ACTIVITY: Could you set down, exactly as they stand, only the lines from the one containing "Please put a marker on the orange" through the end of the listing?

THE DATA:
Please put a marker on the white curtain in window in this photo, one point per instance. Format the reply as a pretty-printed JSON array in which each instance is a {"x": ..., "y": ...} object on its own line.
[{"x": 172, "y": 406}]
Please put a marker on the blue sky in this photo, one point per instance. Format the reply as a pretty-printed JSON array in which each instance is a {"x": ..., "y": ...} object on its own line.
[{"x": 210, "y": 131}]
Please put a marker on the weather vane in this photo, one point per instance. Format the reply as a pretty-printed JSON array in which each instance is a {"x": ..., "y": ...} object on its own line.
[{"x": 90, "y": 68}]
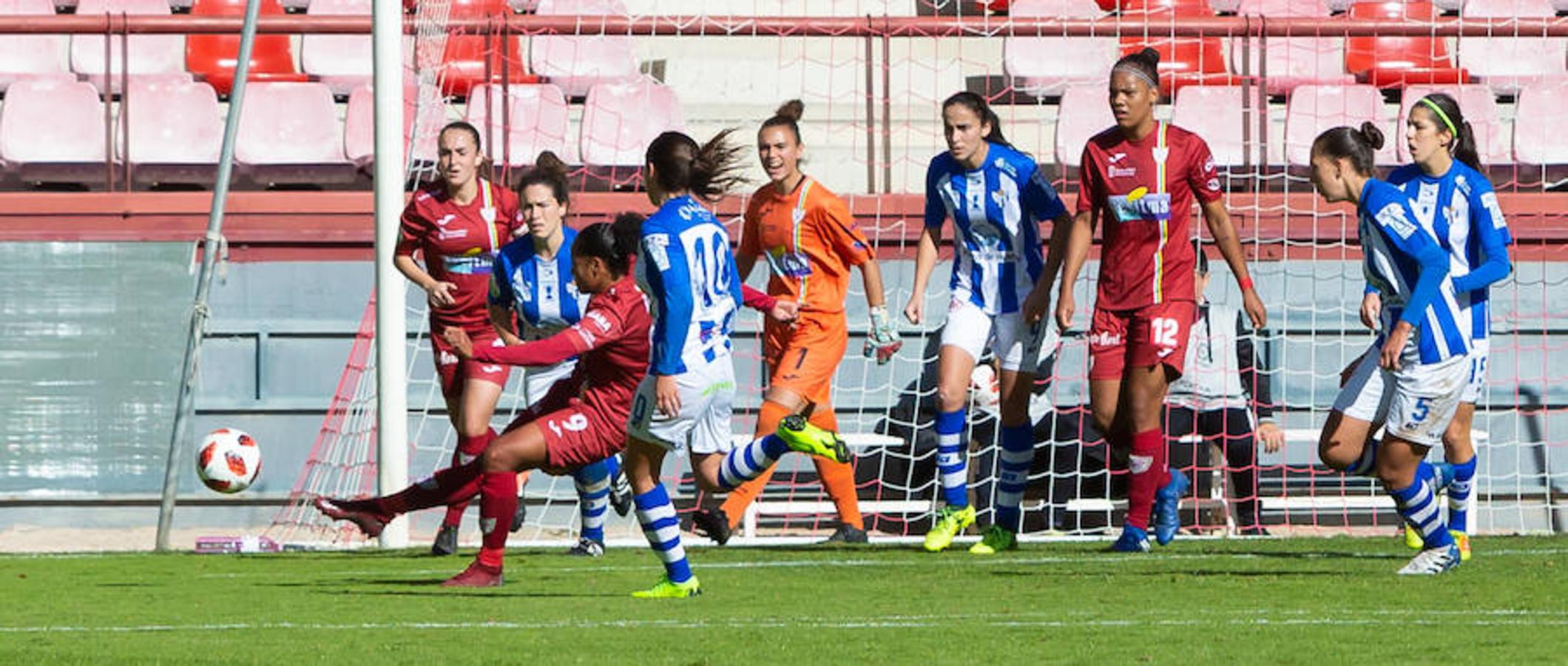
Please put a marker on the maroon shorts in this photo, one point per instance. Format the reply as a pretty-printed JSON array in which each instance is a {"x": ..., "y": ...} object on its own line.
[
  {"x": 453, "y": 371},
  {"x": 574, "y": 433},
  {"x": 1140, "y": 339}
]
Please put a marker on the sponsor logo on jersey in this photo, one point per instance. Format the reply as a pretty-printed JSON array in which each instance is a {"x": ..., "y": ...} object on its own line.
[
  {"x": 1394, "y": 218},
  {"x": 1103, "y": 339},
  {"x": 656, "y": 245}
]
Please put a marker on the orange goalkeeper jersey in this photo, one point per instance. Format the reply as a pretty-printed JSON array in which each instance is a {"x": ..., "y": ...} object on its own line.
[{"x": 809, "y": 242}]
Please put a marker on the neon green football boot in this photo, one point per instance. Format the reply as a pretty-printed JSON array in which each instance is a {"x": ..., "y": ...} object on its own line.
[
  {"x": 949, "y": 524},
  {"x": 669, "y": 590},
  {"x": 995, "y": 539},
  {"x": 805, "y": 437}
]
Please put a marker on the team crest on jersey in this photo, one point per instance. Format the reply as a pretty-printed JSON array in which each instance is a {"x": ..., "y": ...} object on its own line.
[{"x": 1393, "y": 217}]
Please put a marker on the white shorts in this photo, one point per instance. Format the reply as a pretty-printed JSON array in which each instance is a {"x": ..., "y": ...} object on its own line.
[
  {"x": 1481, "y": 353},
  {"x": 1415, "y": 403},
  {"x": 708, "y": 395},
  {"x": 537, "y": 381},
  {"x": 1016, "y": 345}
]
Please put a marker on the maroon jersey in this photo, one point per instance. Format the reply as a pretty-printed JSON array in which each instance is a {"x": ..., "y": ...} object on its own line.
[
  {"x": 459, "y": 245},
  {"x": 610, "y": 342},
  {"x": 1143, "y": 206}
]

ANSWER BOX:
Please put a marker on the orange goalkeeper jersey in this photo, one point per instance. Format the reply as a pretty-printed JSON array in which each instance is a {"x": ..., "y": ...} object on its own line.
[{"x": 809, "y": 242}]
Please put a marker on the neon green football boot in this photo, one point per instance. Format the reply as a pretty-printed JSON array in which each instance is a {"x": ..., "y": ...} object on its own line.
[
  {"x": 949, "y": 524},
  {"x": 669, "y": 590},
  {"x": 995, "y": 539},
  {"x": 805, "y": 437}
]
Please put a marker on the team crest on jersey in this photo, one point per instance. Format the reply as a pretty-printed JSON array in which each instance is a {"x": ..., "y": ...} object on its own line.
[{"x": 1393, "y": 217}]
Please put a marker on the white shorts in this photo, one point per instance. Format the reply as a pretty-printed JSON array in which each instance is a {"x": ..., "y": ...} object on its own line.
[
  {"x": 1481, "y": 353},
  {"x": 1415, "y": 403},
  {"x": 708, "y": 395},
  {"x": 537, "y": 381},
  {"x": 1016, "y": 345}
]
Please put a marker on the maroon jersey in this photo, one point per instance. Format the reply as a pretty-printed JSON array in which each instance is a {"x": ..., "y": ...} object on its own line.
[
  {"x": 459, "y": 245},
  {"x": 610, "y": 342},
  {"x": 1143, "y": 206}
]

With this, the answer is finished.